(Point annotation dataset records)

- - - - -

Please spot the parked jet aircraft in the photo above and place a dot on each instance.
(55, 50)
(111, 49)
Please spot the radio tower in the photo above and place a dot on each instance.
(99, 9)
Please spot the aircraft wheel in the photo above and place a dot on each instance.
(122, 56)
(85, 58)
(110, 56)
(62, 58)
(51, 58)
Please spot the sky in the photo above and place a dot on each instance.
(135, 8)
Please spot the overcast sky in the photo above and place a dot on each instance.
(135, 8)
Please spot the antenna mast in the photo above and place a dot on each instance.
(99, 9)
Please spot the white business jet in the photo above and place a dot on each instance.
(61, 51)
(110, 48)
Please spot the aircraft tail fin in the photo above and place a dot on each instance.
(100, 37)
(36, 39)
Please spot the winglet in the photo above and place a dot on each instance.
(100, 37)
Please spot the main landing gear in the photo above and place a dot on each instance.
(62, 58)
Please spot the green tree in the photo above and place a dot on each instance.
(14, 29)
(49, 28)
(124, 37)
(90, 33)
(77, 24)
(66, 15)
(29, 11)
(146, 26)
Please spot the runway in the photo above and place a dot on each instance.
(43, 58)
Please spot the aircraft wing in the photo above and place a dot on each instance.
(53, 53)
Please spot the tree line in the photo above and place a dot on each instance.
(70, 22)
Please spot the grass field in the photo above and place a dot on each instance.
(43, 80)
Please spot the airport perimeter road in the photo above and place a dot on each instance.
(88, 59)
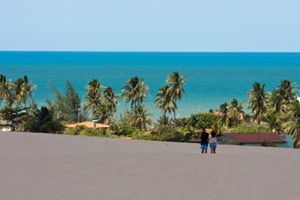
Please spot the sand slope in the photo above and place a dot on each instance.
(42, 166)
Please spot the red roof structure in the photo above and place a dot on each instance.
(250, 138)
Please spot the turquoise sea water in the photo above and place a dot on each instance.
(212, 78)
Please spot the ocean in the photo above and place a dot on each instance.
(211, 78)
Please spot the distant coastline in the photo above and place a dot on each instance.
(212, 77)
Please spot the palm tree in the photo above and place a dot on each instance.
(275, 101)
(140, 117)
(292, 125)
(273, 121)
(257, 101)
(282, 96)
(110, 101)
(164, 102)
(235, 113)
(223, 111)
(22, 90)
(3, 88)
(286, 89)
(135, 92)
(26, 90)
(93, 96)
(176, 91)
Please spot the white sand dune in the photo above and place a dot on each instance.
(46, 167)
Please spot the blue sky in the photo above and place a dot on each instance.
(150, 25)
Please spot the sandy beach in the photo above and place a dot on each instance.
(44, 166)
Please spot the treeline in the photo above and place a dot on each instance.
(275, 111)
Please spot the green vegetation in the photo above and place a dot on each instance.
(66, 107)
(276, 111)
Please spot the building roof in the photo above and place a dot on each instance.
(255, 137)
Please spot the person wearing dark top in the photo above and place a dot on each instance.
(204, 140)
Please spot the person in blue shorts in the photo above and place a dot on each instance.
(213, 142)
(204, 139)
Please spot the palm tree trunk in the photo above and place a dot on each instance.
(174, 117)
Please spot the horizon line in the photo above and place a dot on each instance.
(144, 51)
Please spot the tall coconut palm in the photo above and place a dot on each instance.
(3, 88)
(164, 102)
(26, 90)
(235, 113)
(292, 125)
(135, 92)
(223, 112)
(140, 117)
(93, 96)
(273, 121)
(257, 101)
(286, 89)
(110, 101)
(176, 91)
(282, 96)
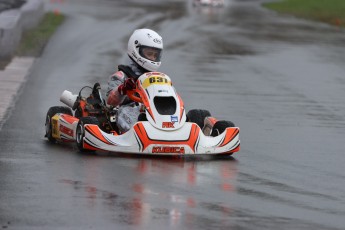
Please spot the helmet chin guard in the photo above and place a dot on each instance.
(145, 38)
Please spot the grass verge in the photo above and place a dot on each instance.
(328, 11)
(34, 40)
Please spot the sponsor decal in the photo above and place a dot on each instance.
(174, 119)
(65, 130)
(168, 149)
(168, 125)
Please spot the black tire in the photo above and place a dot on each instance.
(80, 133)
(51, 113)
(198, 116)
(220, 127)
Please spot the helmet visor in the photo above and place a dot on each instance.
(151, 53)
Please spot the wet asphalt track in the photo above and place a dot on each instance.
(280, 79)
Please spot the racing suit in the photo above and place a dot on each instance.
(128, 111)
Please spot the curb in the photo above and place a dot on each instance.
(14, 22)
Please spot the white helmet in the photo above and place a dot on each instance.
(145, 48)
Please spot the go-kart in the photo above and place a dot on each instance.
(163, 126)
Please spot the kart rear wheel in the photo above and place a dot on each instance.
(80, 133)
(220, 126)
(198, 116)
(51, 113)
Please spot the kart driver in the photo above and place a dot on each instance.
(144, 51)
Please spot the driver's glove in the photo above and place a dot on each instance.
(129, 84)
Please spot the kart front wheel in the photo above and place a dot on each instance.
(80, 132)
(220, 126)
(198, 116)
(51, 113)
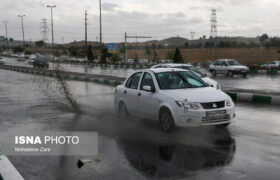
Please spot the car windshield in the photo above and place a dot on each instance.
(233, 63)
(195, 71)
(178, 80)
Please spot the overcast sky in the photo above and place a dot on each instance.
(157, 18)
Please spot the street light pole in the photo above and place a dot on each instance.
(22, 28)
(6, 22)
(49, 6)
(100, 16)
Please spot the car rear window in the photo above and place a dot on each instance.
(178, 80)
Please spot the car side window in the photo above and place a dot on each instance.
(135, 80)
(128, 82)
(224, 63)
(217, 63)
(147, 80)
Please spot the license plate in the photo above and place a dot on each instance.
(216, 113)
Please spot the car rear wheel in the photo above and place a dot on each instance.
(122, 111)
(230, 74)
(214, 73)
(166, 120)
(223, 125)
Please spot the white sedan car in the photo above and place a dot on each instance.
(193, 69)
(173, 97)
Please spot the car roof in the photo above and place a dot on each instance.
(226, 60)
(172, 65)
(161, 70)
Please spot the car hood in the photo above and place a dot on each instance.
(210, 81)
(200, 95)
(239, 67)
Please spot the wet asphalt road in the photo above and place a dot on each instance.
(248, 149)
(259, 84)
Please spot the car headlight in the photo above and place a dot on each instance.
(229, 102)
(188, 105)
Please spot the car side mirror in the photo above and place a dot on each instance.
(149, 89)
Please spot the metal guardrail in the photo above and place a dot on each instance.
(115, 81)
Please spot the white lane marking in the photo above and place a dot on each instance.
(275, 100)
(244, 97)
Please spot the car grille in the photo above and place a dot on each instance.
(209, 120)
(213, 105)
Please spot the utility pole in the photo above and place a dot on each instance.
(213, 30)
(125, 41)
(44, 30)
(22, 28)
(192, 35)
(52, 29)
(7, 39)
(86, 28)
(100, 23)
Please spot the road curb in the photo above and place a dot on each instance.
(268, 72)
(254, 98)
(7, 170)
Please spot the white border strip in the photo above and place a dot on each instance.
(7, 170)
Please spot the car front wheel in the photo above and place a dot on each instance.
(166, 120)
(122, 111)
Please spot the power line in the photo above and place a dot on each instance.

- - - - -

_GOAL_
Output exactly the lines from the one containing "Please spot the car rear wheel" through the last line of the entries, both ends included.

_CORRECT OUTPUT_
Please spot the car rear wheel in the photo above and place a dot on each instance.
(122, 111)
(230, 74)
(214, 73)
(166, 120)
(223, 125)
Please spot the white sedan car in the photo above and place a dot on each instance.
(193, 69)
(173, 97)
Please spot the car roof in the photo above and place a dot on each instance.
(226, 60)
(172, 65)
(161, 70)
Please spot the car hood in the photo above and place a dot on each instance.
(210, 81)
(200, 95)
(239, 67)
Please spot the wet asphalt road in the photo above and place a dot on each instance.
(248, 149)
(259, 84)
Please spot the car headlight in the photo above and place a dot on each instance.
(229, 102)
(188, 105)
Please spot the car side mirror in the photo above and place a dot on each instance.
(149, 89)
Please spot the metal guardrail in the photo above and place a dot on each instance.
(115, 81)
Please spot the white lane marking in the photo above and place a dot on each instance.
(275, 100)
(244, 97)
Please spot the car grille in the photo above and place a dot on each instance.
(209, 120)
(213, 105)
Please spot the utility pole in the photo above and place a dot on each instance.
(213, 30)
(125, 41)
(44, 30)
(22, 28)
(192, 35)
(52, 29)
(7, 39)
(86, 28)
(100, 23)
Please spot the road curb in the photo above and place a dot on each instance.
(268, 72)
(254, 98)
(7, 170)
Please spot the white border strip in the photo above and place a dot on each instance.
(7, 170)
Please spot the car front wheel in the photo above and place a dot on each instance.
(166, 120)
(122, 111)
Please spot the power line in the photo above and place a dot on each instance.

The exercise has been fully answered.